[Items stored from a collection]
-----
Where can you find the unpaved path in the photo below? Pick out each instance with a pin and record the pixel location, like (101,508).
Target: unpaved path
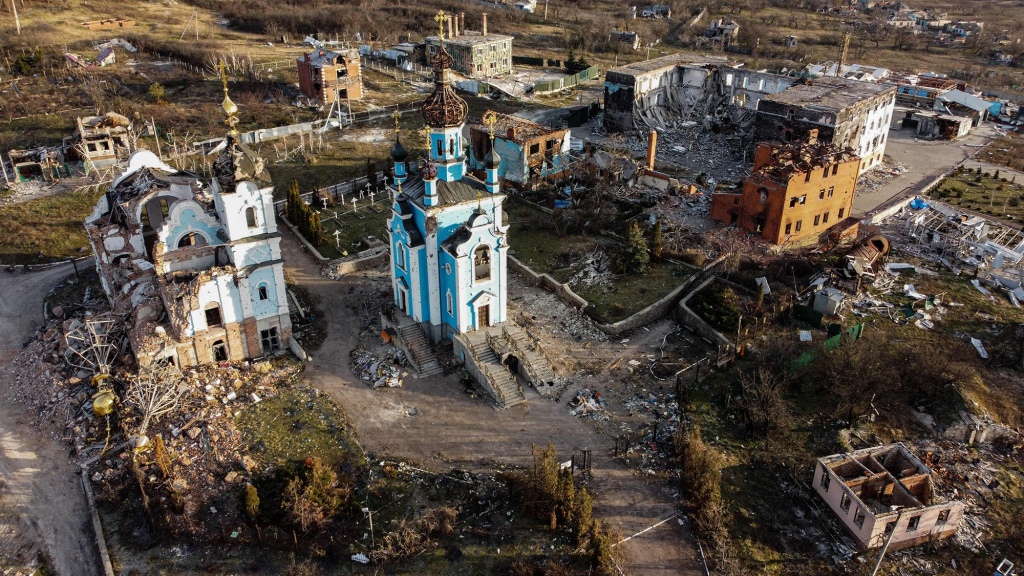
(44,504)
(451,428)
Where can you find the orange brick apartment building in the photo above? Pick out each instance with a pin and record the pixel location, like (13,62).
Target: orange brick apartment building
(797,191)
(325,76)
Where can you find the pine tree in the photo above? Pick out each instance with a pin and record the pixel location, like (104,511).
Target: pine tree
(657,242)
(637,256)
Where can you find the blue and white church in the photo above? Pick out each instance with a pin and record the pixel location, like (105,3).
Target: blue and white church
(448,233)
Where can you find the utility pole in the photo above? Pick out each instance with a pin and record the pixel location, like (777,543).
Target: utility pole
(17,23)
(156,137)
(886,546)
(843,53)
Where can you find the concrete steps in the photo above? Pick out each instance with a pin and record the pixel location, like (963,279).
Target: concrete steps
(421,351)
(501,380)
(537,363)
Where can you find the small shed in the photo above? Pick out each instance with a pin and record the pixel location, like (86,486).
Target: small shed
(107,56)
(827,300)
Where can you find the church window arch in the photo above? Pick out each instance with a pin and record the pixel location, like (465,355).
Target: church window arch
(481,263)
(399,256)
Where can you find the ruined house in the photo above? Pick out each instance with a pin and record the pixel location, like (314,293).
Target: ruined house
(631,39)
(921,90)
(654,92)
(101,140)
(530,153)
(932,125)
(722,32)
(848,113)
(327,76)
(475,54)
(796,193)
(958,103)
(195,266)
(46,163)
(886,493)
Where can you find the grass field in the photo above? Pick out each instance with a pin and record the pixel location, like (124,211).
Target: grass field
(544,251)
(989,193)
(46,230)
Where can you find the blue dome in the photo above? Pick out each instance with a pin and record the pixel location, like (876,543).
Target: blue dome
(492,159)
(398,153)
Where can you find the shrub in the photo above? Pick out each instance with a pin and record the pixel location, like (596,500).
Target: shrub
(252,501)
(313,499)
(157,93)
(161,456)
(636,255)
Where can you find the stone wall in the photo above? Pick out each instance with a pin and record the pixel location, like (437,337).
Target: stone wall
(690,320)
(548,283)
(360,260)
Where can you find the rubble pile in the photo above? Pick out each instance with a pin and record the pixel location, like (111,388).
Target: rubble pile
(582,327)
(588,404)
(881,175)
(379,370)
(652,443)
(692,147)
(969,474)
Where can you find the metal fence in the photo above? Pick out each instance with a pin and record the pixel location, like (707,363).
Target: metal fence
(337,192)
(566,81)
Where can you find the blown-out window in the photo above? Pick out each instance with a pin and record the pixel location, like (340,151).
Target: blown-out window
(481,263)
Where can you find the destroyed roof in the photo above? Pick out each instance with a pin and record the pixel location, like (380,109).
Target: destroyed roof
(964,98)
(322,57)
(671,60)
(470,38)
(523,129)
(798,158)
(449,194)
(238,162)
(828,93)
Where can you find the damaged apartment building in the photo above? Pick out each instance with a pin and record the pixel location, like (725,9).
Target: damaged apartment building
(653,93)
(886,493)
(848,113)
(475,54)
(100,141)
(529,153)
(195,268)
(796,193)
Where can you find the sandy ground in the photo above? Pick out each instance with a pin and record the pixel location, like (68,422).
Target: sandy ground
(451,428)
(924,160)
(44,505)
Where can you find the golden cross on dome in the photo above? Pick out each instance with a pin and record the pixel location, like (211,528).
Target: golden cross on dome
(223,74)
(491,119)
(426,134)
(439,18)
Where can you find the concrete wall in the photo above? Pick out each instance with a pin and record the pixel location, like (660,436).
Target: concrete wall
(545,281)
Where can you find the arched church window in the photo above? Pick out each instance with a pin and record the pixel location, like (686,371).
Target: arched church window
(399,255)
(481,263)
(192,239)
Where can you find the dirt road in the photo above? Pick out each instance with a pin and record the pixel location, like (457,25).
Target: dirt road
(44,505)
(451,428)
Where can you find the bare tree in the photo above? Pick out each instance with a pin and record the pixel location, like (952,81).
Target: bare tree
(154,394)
-----
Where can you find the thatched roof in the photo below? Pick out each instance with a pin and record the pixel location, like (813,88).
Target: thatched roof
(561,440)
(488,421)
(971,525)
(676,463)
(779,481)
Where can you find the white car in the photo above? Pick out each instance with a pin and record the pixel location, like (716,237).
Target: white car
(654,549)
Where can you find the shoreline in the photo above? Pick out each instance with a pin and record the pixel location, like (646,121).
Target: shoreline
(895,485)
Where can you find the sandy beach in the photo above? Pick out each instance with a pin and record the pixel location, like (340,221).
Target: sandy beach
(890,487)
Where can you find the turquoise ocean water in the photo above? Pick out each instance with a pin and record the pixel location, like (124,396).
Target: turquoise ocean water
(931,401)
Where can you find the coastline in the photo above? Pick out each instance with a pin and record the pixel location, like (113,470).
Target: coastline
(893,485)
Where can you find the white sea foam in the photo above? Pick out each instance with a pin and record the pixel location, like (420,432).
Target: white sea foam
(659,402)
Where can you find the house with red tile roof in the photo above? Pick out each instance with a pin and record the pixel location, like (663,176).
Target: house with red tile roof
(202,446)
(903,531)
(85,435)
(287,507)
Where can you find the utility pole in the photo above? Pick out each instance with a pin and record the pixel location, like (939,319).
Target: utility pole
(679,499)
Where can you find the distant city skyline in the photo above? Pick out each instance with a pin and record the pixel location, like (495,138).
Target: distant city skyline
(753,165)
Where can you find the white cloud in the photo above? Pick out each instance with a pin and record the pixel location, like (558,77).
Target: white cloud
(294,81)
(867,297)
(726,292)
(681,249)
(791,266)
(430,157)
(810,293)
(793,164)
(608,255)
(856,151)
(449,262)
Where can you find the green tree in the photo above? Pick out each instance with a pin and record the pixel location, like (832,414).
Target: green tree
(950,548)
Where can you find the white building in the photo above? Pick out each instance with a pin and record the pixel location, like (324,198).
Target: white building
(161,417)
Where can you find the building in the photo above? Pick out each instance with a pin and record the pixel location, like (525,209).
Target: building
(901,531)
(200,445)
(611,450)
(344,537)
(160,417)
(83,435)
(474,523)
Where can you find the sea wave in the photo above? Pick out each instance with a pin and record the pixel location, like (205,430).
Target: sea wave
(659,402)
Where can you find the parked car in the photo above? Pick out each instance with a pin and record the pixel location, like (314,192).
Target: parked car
-----
**TO BE DONE:**
Convert the items from the line containing "Where can you find the building" through the line containing "Target: parked car", both ends included, into a Markdown table with the columns Row and Line. Give each line its own numbered row and skip any blank lines.

**ANSWER FOR THIS EXERCISE:**
| Row | Line |
|---|---|
| 1 | Where can you find the building in the photo above? Pick out each instance with a pin and record the pixel location, like (525,209). |
| 2 | Target: building |
| 3 | (901,531) |
| 4 | (200,445) |
| 5 | (611,450) |
| 6 | (344,537) |
| 7 | (160,417) |
| 8 | (83,435) |
| 9 | (474,523) |
| 10 | Where can you find the sea wave in the photo above? Pick out each instance with a pin and record the pixel location, like (205,430). |
| 11 | Target: sea wave |
| 12 | (659,402) |
| 13 | Where can you find the parked car in the photo above? Pick out each instance with a pin and record the pixel location, like (314,192). |
| 14 | Target: parked car |